§ **Material to process**
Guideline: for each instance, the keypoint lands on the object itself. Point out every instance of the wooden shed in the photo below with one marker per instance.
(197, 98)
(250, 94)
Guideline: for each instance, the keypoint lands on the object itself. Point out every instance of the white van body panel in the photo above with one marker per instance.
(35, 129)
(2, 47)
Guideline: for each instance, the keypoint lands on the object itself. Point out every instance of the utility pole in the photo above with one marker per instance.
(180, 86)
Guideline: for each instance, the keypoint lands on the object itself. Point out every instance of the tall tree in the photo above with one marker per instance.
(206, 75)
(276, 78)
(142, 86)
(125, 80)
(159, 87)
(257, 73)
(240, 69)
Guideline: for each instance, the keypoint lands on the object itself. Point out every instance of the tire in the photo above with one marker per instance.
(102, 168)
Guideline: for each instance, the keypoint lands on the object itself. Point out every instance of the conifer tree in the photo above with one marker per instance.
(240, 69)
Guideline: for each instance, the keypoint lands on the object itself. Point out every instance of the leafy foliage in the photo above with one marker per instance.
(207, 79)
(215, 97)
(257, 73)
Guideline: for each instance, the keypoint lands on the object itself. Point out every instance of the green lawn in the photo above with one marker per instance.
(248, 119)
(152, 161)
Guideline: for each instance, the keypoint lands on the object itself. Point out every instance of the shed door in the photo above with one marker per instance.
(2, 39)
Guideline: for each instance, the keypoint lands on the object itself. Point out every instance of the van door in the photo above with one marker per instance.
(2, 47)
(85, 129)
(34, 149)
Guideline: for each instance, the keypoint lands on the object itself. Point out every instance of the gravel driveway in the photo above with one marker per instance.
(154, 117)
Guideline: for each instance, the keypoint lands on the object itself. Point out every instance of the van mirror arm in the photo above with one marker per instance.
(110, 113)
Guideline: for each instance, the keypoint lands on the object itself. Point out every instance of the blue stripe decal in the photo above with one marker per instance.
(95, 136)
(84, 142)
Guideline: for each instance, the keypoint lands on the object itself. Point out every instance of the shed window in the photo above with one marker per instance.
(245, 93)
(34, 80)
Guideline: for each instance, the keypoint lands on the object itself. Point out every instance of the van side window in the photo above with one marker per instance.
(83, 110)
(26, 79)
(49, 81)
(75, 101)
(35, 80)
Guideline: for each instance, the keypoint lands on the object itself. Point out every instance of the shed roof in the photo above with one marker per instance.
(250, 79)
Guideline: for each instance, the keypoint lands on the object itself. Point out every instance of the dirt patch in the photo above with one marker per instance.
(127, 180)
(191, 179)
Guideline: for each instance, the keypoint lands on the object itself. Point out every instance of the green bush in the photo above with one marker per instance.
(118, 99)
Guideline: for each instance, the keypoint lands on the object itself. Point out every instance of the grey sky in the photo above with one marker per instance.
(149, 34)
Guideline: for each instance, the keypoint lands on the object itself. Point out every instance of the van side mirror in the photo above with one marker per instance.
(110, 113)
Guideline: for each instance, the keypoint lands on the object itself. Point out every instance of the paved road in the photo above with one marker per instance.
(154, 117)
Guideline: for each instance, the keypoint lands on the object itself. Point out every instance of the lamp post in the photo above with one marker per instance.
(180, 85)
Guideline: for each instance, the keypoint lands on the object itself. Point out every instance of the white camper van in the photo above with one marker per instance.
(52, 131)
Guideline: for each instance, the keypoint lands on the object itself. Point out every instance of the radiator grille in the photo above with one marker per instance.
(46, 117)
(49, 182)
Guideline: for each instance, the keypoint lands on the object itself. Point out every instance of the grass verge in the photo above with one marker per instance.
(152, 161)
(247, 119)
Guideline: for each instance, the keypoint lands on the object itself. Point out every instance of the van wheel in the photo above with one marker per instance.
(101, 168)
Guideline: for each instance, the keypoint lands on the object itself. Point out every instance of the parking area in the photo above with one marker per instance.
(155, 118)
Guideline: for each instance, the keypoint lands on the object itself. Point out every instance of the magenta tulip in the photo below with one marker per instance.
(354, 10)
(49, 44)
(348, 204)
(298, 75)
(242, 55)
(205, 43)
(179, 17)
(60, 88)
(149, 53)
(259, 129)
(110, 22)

§ **Task prompt**
Please copy the lines above word for word, with nothing left out or changed.

§ **Finished task**
Guideline: for each instance, the keypoint lands on the object itself. Point out every instance of the wooden shed in the photo below with one marker per instance.
(197, 98)
(250, 94)
Guideline: for each instance, the keypoint lands on the object itself. Point out every instance of the white van body panel in the photo above with one marker per instance.
(35, 129)
(2, 47)
Guideline: for each instance, the keypoint lands on the object itself. Point out every instance of the utility pole in the photo above with one marker per instance.
(180, 86)
Guideline: for each instance, the keypoint lands on the object itself. Point out every instance of the tall tree in the photo above with one marker per instance.
(206, 75)
(276, 78)
(142, 86)
(125, 80)
(159, 87)
(257, 73)
(240, 69)
Guideline: for each instance, the keypoint lands on the object itself. Point out every instance of the tire in the photo above with one marker per instance.
(102, 168)
Guideline: for each instance, the keypoint lands on the object itself. Point out every instance of the conifer tree in the photo above with one marker per instance.
(240, 69)
Guideline: for each instance, the keypoint lands on the object itself. Point out every instance of the leafy foliage in the photo above with one marker per instance.
(207, 79)
(215, 97)
(257, 73)
Guideline: for each instance, the keypoint lands on the object itself. Point out every instance of the green lawn in the photo above with one marker per instance.
(248, 119)
(152, 161)
Guideline: for each instance, the keypoint lands on the object itself. Point out every instance of the shed door in the photo above with one marker per instance.
(2, 39)
Guideline: for each instance, the keypoint lands on the object itself. Point out every instance of the van door in the photo above with one marker per instance.
(2, 47)
(85, 129)
(34, 149)
Guideline: for each instance, the keypoint lands on the object itself. Point out every instance of the gravel driveway in the photo above with one marker per instance.
(154, 117)
Guideline: for each instance, the keypoint lands on the object itself. Point out every instance of the van mirror arm in the photo above with one marker per instance.
(110, 113)
Guideline: for each instance, the keypoint lands on the object itself. Point out every instance of the blue stripe decal in the photo above with one marker per instance.
(95, 136)
(84, 142)
Guideline: for each instance, the keypoint lands on the object itself. Point out every instance of the shed window in the photo above with one marker per instance.
(245, 93)
(34, 80)
Guideline: for each instance, the keypoint lands on the object itself. Point out every instance of the van side window in the photo above with one marker per instance.
(83, 110)
(26, 79)
(49, 81)
(75, 101)
(35, 80)
Guideline: for each instance, the keypoint lands on the object itself. Point out every instance of the shed roof in the photo above with one marker per instance.
(250, 79)
Guideline: for each instance, the keypoint lands on the object itself. Point out every instance of the dirt patch in the photo above with one marker per instance.
(127, 180)
(191, 179)
Guideline: for each instance, the keypoint lands on the object itself. Point out every instance of the green bush in the photo above with one marker per instance.
(118, 99)
Guideline: for each instance, the keypoint lands on the object itself. Point out every instance of the grey sky in the photo above with one marker per instance.
(149, 34)
Guideline: for each instance, the keypoint lands on the object itself. Point out every instance of the van side mirror in the photo above with one marker per instance.
(110, 113)
Guideline: for each instance, the keypoint lands on the object itself. Point out every instance of the paved road in the photo above with one marker per instance.
(154, 117)
Guideline: for each instance, the keypoint lands on the object itself. Point out every instance of the lamp post in the photo above with one marker per instance.
(180, 85)
Guideline: for each instance, the keypoint lands on the object itself. Point out every instance of the white camper van in the photo above with one marker per instance.
(52, 131)
Guideline: for each instance, the keypoint lands on the object itself. Point out every instance of the radiator grille in the photo above with one marker per instance.
(46, 117)
(49, 182)
Guideline: for each instance, the keypoint lands on the object itself. Point out every instance of the grass verge in the photo above with one marker per instance.
(152, 161)
(247, 119)
Guideline: for each instance, the keypoint lands on the object itself. Point out every instance of the van wheel in the photo above with one marker per instance.
(101, 168)
Guideline: for each instance, the keypoint lands on the object itself. Point out every instance of the parking area in the photo above with one marker per instance.
(155, 118)
Guideline: for each instance, the keypoint lands on the object itself. Point out every instance of the magenta tulip in the photo below with one marker per instance.
(354, 10)
(49, 44)
(348, 204)
(298, 75)
(242, 55)
(205, 43)
(179, 17)
(60, 88)
(149, 53)
(259, 129)
(110, 22)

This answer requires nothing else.